(Pointing entries for named objects)
%%

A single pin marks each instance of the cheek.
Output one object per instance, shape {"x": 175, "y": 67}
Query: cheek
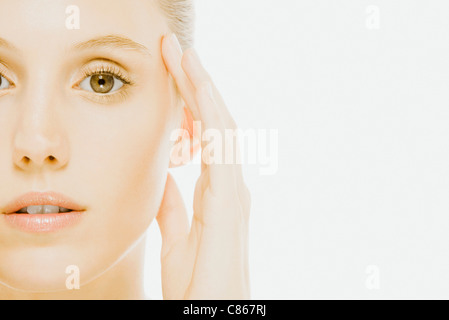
{"x": 128, "y": 165}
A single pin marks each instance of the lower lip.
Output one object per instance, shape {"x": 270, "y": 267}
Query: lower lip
{"x": 43, "y": 223}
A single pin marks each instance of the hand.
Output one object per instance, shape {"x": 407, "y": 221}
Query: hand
{"x": 208, "y": 260}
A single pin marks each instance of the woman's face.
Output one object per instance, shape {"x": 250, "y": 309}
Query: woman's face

%%

> _Work to be completed_
Please copy out, word for word, the stretch from the line containing "A single pin marks each instance of the woman's" through the end of the records.

> _Written answer_
A single pin marks each instance of the woman's face.
Output one object per instance, shape {"x": 250, "y": 309}
Query: woman's face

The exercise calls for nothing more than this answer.